▶ [TEXTO DO DOCUMENTO]:

-*-*-

A produção de provas é uma garantia do cidadão no Estado de Direito,  decorrente do direito à demanda e à defesa. O sistema da livre persuasão racional para a apreciação das provas apresenta-se como um instrumento que permite aos juízes a superação da forte influência da prova tarifada momento da valoração da prova.

Segundo o professor Ovídio A. Baptista da Silva# o sistema da persuasão racional seria um sistema misto que aproveita elementos de valoração de prova dos outros dois – sistema da prova legal e livre convencimento. Ensina-nos que no sistema da persuasão racional a iniciativa probatória, a partir da necessidade de convencimento, pode levar o juiz a trazer para o processo provas que as partes não tenham proposto sem afastar-se das regras de experiência e da lógica. Os limites que se impõe à livre apreciação são a não violação de leis racionais e as regras de experiência. Por outro lado, a livre apreciação das provas em seu conceito mais apurado não pode justificar recepção de provas ilícitas ou desnecessárias cujo aproveitamento não será útil ao deslinde da controvérsia. Daí decorre que o legislador e o julgador não podem excluir de antemão um meio de prova que julguem abstratamente inidôneo sem comprometer o direito à prova. Entretanto, fruto de um juízo em particular, pode o juiz excluir determinadas provas, possibilidade que decorre do sistema (art. 130 do CPC). O dever de fundamentar a decisão tomada, indicando os motivos e as circunstâncias que levam o juiz a admitir  a veracidade dos fatos em que se  baseia sua decisão é o pressuposto do sistema da persuasão racional. Para as partes, pela motivação das decisões se torna possível controlar o raciocínio do julgador na valoração das provas.

-*-*-

▶ [LISTAGEM DE DADOS]:
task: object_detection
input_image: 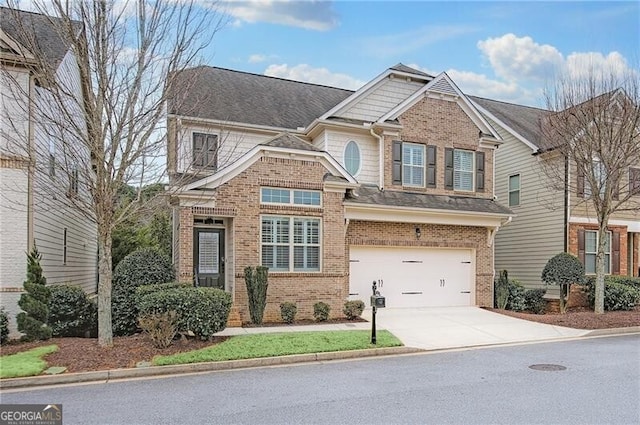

-*-*-

▶ [COMPLETE O SEGUINTE]:
- A) De acordo com o texto sobre a persuasão racional, qual é o pressuposto desse sistema?
- B) Transcreva do texto sobre a persuasão racional o trecho entre "A produção de" e "valoração da prova.", inclusive.

▶ [RESPOSTAS ÀS TAREFAS]:
- A) O pressuposto é o dever de fundamentar a decisão tomada, indicando os motivos e as circunstâncias que levam o juiz a admitir a veracidade dos fatos em que se baseia sua decisão.

- B)
A produção de provas é uma garantia do cidadão no Estado de Direito,  decorrente do direito à demanda e à defesa. O sistema da livre persuasão racional para a apreciação das provas apresenta-se como um instrumento que permite aos juízes a superação da forte influência da prova tarifada momento da valoração da prova.